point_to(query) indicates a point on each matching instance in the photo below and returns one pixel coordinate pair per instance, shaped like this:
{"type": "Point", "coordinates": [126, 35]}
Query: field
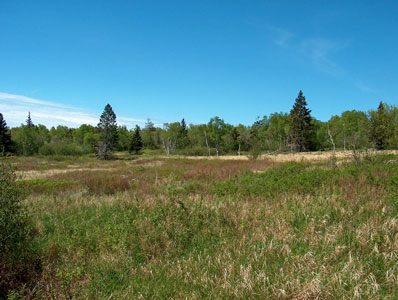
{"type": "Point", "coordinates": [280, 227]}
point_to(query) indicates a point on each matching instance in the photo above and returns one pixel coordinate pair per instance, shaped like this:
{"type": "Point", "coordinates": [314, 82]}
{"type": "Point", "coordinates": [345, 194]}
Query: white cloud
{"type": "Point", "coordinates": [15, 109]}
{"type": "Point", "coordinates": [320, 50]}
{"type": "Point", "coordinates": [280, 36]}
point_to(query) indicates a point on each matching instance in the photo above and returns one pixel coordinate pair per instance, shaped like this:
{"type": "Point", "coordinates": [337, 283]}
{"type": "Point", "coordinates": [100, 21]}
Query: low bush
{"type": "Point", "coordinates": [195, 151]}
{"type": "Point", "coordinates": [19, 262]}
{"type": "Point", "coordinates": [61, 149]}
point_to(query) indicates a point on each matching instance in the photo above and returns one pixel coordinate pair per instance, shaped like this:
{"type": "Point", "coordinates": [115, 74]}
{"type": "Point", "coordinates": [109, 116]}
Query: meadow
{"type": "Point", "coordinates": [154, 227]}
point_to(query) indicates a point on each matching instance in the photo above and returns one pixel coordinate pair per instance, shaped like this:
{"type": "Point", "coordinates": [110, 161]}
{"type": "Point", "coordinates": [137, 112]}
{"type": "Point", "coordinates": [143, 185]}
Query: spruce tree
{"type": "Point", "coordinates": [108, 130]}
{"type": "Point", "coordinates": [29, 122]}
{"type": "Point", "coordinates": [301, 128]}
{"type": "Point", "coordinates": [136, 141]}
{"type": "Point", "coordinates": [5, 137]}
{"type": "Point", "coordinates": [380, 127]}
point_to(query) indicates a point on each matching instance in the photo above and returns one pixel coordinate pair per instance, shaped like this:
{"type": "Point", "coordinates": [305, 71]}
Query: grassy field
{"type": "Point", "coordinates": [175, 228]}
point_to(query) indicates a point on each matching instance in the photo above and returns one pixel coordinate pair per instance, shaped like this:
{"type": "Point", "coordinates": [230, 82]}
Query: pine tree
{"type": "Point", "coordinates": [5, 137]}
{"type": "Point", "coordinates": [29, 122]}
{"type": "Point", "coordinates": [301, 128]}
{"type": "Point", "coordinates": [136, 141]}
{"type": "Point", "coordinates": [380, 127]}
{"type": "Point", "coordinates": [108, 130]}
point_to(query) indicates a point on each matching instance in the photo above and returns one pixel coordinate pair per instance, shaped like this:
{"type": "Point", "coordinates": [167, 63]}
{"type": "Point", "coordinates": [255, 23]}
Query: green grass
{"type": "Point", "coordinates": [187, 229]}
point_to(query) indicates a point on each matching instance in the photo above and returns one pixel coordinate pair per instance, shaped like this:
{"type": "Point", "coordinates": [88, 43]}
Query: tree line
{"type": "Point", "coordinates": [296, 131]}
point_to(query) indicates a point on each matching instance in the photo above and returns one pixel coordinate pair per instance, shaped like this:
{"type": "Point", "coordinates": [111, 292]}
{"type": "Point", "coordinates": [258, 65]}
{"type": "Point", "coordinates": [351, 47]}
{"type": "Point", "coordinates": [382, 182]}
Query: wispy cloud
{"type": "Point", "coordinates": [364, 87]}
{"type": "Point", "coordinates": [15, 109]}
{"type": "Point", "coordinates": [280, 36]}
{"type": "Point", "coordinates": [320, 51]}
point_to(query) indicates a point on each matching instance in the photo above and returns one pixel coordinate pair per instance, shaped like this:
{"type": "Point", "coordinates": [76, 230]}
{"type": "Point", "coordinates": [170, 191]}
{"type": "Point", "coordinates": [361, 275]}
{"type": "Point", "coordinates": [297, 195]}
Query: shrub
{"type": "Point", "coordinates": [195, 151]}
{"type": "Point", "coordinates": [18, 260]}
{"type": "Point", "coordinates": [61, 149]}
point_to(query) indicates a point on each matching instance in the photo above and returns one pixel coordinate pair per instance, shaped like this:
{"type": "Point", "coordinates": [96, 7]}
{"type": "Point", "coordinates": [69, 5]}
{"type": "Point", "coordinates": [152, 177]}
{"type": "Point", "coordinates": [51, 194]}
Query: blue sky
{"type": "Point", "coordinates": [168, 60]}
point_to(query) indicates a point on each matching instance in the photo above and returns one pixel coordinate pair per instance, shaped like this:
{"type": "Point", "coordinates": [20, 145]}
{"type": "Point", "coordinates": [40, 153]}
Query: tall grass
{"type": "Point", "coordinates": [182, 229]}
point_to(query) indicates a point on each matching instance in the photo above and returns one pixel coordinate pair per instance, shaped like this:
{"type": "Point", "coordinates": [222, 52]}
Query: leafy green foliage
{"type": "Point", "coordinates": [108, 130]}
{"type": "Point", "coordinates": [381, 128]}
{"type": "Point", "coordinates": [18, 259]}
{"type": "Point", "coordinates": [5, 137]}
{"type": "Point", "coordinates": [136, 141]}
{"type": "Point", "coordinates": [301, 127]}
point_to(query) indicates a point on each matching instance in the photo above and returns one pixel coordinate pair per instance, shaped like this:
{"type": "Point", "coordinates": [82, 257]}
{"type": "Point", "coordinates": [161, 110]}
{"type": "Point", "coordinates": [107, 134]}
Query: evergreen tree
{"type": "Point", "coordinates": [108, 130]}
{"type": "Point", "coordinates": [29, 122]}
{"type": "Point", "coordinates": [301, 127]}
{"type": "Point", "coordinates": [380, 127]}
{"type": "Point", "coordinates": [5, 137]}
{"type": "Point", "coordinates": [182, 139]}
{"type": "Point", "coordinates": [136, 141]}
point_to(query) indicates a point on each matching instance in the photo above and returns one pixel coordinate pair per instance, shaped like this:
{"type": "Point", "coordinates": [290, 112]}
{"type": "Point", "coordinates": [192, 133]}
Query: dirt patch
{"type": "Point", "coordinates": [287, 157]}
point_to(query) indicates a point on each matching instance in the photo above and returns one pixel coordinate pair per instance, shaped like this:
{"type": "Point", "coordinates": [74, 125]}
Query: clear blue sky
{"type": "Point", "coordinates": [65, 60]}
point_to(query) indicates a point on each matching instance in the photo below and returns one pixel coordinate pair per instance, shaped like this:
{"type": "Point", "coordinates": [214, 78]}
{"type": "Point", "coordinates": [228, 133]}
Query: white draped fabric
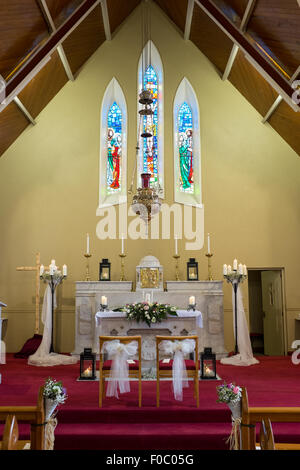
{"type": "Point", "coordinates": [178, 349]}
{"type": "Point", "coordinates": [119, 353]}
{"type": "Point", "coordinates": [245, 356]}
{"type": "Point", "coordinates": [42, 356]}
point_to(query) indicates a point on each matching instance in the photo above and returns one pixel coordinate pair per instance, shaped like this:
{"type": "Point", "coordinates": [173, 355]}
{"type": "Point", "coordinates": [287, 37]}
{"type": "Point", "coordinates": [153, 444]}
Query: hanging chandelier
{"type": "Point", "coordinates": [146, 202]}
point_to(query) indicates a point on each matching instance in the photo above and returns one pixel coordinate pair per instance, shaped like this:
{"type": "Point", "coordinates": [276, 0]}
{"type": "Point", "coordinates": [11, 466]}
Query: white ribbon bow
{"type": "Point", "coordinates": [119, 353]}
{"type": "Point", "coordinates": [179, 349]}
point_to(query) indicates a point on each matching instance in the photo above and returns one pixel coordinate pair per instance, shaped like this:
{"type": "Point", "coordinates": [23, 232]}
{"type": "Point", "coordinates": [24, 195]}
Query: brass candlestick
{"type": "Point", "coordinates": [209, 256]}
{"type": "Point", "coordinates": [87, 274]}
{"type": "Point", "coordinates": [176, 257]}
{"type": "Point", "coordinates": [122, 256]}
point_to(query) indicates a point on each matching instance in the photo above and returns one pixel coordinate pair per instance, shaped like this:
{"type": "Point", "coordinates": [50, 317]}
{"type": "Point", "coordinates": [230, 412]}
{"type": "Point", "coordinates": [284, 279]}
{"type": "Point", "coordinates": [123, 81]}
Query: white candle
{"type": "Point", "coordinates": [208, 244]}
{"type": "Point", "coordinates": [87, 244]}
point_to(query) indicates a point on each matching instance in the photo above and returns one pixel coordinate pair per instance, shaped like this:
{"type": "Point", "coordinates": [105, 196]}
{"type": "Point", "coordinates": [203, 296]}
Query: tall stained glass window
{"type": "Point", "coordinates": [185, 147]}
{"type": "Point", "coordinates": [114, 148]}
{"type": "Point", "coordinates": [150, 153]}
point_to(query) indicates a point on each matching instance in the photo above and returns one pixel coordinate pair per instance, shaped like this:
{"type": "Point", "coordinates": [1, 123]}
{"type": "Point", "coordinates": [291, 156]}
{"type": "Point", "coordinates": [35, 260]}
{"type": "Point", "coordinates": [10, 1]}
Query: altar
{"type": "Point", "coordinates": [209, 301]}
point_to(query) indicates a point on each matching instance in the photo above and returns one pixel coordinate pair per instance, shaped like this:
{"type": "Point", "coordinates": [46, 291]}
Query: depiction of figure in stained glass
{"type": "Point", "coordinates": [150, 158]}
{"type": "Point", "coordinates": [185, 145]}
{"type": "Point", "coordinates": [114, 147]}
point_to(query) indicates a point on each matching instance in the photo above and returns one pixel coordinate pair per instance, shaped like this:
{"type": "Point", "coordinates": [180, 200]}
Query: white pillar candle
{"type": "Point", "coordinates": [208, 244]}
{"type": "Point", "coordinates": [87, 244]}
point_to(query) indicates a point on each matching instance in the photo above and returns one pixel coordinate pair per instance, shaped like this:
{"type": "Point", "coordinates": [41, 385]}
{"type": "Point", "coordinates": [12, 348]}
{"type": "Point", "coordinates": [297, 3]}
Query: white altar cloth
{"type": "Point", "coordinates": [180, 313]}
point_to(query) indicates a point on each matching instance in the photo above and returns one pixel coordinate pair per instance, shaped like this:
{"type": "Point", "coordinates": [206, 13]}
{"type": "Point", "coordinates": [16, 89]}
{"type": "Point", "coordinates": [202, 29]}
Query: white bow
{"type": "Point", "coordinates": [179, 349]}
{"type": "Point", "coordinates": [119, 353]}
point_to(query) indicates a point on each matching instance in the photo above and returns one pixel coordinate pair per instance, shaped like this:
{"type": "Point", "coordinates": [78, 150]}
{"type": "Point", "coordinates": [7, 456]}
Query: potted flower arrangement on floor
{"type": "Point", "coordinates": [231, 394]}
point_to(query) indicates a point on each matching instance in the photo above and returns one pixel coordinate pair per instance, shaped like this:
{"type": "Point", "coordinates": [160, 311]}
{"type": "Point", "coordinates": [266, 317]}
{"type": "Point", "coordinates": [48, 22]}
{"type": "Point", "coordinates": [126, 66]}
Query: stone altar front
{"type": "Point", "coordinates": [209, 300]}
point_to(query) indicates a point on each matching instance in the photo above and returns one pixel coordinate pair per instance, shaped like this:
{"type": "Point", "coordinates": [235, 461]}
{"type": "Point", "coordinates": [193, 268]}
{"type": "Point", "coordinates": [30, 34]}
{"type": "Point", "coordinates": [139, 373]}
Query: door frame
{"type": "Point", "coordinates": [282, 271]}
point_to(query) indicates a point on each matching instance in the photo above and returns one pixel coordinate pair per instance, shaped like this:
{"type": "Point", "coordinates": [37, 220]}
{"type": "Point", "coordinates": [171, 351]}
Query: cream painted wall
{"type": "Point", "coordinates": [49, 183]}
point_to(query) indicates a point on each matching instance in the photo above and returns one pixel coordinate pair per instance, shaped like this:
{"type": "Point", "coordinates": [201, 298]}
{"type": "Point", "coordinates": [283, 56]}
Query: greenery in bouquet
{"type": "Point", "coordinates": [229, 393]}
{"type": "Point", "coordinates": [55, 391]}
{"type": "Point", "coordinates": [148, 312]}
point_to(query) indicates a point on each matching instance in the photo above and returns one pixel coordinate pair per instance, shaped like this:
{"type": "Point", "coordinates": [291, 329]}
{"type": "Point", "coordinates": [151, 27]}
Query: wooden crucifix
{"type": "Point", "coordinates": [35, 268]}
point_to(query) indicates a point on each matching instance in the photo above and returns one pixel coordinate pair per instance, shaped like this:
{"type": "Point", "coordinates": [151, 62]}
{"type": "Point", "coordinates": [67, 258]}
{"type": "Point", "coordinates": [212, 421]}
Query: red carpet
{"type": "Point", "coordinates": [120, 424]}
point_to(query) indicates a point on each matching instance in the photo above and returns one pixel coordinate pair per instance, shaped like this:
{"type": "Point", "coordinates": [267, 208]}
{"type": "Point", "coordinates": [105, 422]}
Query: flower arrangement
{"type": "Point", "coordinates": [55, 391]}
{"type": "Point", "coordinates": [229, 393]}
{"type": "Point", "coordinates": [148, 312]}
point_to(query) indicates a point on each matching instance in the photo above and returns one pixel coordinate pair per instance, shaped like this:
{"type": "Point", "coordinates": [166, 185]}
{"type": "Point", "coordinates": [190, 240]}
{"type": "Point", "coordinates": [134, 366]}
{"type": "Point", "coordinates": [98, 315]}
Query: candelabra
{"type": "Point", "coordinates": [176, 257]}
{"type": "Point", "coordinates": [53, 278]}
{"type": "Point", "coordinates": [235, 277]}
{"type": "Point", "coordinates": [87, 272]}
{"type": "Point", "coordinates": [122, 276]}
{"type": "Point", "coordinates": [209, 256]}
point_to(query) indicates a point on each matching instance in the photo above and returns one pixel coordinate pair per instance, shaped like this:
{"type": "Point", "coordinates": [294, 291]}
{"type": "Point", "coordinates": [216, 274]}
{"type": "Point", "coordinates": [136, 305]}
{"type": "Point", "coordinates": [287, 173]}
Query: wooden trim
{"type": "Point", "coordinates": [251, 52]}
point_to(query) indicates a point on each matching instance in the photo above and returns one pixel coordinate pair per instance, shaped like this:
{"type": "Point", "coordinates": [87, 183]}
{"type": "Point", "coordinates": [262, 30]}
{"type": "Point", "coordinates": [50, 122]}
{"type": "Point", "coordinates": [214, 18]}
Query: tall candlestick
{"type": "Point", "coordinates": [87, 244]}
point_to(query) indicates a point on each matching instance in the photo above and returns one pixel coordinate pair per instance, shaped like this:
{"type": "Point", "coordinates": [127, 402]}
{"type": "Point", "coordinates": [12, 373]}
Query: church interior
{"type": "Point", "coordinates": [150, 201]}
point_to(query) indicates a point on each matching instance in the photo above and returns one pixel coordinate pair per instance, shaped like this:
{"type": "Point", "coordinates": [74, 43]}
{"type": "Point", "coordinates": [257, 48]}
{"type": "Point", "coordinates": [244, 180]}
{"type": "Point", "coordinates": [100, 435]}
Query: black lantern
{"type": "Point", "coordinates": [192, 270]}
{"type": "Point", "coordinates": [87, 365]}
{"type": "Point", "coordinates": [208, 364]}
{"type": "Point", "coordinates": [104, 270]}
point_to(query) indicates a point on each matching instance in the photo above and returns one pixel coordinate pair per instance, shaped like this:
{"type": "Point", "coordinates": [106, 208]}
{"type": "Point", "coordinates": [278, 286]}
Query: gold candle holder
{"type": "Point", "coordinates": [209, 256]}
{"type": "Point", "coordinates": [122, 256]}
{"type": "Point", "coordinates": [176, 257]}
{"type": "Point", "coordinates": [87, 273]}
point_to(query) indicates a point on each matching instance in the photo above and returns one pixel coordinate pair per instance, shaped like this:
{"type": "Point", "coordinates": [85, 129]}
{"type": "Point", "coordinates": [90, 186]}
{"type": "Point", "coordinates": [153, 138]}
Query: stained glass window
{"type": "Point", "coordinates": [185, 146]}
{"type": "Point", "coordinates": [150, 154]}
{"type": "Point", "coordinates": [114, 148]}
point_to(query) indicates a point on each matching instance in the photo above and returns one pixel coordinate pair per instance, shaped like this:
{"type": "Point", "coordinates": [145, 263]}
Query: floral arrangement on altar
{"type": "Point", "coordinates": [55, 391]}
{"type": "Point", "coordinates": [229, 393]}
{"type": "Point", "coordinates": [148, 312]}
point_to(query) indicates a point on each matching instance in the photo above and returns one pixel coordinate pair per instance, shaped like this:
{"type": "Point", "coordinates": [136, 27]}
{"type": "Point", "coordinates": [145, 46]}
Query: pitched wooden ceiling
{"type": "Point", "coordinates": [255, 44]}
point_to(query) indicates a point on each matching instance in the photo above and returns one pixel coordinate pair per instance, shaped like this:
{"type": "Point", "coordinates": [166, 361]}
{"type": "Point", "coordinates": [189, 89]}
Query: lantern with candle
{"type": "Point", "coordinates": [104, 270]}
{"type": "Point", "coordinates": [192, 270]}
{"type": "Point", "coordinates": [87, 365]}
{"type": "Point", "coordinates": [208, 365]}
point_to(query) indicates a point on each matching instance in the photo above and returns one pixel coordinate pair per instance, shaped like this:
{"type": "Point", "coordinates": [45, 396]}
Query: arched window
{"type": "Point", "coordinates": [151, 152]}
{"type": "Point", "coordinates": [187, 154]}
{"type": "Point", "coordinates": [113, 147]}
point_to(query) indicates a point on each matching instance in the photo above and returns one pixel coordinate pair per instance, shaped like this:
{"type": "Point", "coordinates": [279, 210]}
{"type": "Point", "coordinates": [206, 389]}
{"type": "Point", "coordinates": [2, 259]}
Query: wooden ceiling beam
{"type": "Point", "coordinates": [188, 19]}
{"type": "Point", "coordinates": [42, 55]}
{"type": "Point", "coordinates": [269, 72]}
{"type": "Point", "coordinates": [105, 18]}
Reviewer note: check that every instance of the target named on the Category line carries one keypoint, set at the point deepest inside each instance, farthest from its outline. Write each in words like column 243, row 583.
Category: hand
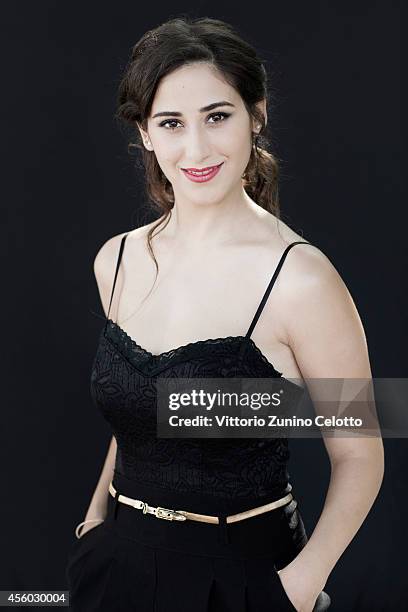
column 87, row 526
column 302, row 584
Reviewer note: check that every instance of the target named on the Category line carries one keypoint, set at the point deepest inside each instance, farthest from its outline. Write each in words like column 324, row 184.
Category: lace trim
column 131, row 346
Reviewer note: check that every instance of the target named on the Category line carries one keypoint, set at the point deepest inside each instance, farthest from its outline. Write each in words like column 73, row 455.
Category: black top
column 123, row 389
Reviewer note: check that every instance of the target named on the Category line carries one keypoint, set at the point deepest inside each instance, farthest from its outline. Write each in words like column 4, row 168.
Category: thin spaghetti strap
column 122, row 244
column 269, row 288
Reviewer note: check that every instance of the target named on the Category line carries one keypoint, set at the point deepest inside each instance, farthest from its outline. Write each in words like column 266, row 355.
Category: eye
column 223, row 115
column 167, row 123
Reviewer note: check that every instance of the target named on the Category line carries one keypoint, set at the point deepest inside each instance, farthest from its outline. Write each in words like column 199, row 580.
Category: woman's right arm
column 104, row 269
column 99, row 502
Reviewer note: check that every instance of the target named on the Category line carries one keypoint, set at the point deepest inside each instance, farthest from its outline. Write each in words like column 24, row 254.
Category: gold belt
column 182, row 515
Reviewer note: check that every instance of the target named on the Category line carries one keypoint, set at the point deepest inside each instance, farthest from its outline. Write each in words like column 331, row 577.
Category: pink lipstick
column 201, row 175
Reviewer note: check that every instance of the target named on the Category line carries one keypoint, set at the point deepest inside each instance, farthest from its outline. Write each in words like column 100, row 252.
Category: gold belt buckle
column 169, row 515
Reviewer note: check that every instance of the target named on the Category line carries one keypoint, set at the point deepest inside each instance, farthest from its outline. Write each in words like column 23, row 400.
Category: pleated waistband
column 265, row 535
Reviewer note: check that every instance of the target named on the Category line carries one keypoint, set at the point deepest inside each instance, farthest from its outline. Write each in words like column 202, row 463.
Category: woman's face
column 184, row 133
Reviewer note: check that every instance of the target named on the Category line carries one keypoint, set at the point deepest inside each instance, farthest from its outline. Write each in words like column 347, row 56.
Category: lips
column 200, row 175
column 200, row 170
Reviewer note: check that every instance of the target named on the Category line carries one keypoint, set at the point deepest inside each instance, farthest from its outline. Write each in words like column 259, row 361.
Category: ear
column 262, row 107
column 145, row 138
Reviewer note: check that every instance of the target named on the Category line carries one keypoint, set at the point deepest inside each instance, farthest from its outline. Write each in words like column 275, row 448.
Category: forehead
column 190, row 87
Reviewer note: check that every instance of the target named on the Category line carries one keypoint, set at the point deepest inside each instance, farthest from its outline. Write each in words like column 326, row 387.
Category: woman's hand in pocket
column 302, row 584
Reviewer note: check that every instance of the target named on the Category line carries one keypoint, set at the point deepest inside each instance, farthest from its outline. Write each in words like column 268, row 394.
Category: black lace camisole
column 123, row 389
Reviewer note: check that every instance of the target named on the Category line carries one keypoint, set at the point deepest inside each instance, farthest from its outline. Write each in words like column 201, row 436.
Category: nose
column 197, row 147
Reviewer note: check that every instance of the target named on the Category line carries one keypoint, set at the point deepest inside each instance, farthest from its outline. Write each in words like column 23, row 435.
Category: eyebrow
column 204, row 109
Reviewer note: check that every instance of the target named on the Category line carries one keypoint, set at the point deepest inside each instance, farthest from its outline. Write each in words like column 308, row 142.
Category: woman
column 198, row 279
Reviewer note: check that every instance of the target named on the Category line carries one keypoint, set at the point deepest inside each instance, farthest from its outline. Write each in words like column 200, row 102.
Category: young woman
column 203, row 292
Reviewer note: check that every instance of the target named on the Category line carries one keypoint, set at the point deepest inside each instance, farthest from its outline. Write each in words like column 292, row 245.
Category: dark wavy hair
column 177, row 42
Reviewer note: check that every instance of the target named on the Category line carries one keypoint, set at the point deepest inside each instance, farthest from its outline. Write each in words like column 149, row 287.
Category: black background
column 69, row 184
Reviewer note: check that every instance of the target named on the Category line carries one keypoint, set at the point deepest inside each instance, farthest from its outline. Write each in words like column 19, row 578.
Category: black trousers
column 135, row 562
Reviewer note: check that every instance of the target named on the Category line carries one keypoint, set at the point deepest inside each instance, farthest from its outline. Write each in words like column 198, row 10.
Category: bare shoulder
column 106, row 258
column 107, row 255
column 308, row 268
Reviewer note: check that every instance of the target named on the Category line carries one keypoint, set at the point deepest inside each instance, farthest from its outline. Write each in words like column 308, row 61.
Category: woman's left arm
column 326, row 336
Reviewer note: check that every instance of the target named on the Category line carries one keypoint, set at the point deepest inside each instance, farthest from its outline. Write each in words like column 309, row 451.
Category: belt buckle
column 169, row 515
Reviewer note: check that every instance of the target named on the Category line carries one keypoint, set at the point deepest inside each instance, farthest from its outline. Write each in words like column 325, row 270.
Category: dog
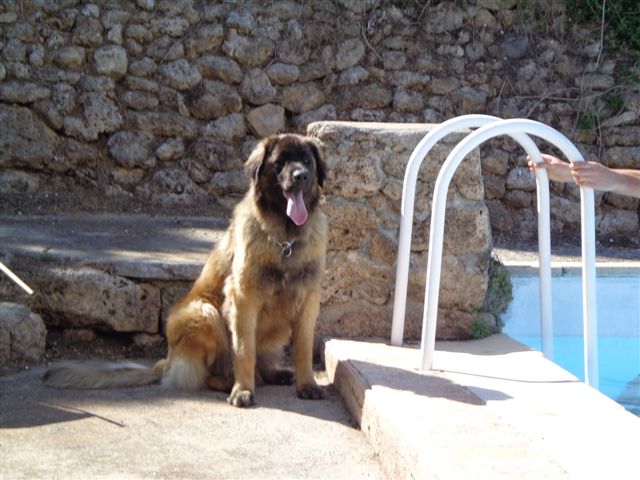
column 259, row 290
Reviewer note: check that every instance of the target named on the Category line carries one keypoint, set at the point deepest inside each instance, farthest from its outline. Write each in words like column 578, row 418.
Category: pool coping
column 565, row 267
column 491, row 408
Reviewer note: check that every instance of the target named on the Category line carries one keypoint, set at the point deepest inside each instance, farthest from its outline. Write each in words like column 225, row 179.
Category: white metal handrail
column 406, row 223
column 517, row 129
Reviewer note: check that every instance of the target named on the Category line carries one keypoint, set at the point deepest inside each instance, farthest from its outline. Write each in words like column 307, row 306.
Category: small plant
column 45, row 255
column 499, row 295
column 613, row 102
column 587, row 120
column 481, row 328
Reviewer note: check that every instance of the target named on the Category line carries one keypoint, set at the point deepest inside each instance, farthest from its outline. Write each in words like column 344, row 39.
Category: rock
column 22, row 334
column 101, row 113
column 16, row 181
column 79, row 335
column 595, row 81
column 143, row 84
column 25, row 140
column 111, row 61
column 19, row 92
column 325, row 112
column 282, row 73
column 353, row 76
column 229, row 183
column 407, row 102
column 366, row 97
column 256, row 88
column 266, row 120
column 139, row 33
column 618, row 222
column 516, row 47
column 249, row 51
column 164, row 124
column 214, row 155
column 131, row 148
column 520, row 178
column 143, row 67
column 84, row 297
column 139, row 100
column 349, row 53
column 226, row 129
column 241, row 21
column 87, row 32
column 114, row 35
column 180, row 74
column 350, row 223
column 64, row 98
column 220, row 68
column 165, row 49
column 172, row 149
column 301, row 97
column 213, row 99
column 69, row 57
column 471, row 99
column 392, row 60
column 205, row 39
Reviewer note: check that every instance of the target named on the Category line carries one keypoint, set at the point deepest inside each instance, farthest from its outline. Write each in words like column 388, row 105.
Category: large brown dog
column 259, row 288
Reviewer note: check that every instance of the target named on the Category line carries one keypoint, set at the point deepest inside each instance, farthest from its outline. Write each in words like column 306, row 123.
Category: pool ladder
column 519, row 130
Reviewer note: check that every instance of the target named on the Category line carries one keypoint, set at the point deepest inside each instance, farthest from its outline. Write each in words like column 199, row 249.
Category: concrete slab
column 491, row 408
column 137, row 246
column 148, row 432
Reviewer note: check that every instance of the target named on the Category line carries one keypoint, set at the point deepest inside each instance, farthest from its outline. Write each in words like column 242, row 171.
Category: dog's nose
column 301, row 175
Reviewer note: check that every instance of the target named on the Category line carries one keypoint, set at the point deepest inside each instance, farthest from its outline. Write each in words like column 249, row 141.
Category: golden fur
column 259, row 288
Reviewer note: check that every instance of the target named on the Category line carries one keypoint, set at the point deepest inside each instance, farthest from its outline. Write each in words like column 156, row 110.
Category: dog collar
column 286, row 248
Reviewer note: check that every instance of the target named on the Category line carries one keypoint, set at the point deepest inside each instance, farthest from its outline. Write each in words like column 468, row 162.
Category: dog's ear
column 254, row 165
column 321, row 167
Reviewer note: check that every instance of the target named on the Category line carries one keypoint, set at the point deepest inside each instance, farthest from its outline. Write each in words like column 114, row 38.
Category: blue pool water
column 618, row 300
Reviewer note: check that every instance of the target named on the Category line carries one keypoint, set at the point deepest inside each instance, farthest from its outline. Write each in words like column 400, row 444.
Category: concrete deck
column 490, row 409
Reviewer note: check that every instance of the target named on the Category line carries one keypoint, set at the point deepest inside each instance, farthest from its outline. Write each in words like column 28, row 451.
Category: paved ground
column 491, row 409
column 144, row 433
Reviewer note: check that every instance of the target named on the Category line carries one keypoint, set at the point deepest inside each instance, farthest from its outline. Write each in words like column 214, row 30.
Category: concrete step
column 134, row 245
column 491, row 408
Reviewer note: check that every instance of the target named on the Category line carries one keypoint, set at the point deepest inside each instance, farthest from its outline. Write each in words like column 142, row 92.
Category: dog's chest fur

#### AIM OF THE EXERCISE:
In the records above, return only the line that contains "28, row 451." and every line after it through the last, exactly as they appear.

#### CORRECT OUTPUT:
Reviewer note: check that every instance of the target named on the Category line carries one keypoint, set at the point deepest inside each instance, farthest from its outline. Write each in words like column 28, row 451.
Category: paved ground
column 491, row 409
column 144, row 433
Reviewer note: check that every instance of the target named on the Category line carries one keypoint, set at the point deepest inside each instance, farthest from its outline. Write each in words like column 214, row 30.
Category: concrete step
column 134, row 245
column 491, row 408
Reviewer note: check that every instance of the target named on the Category line carries one keypoint, set at the point deepest inside each instance, farthest from its outline. Write each in words like column 142, row 92.
Category: dog's chest fur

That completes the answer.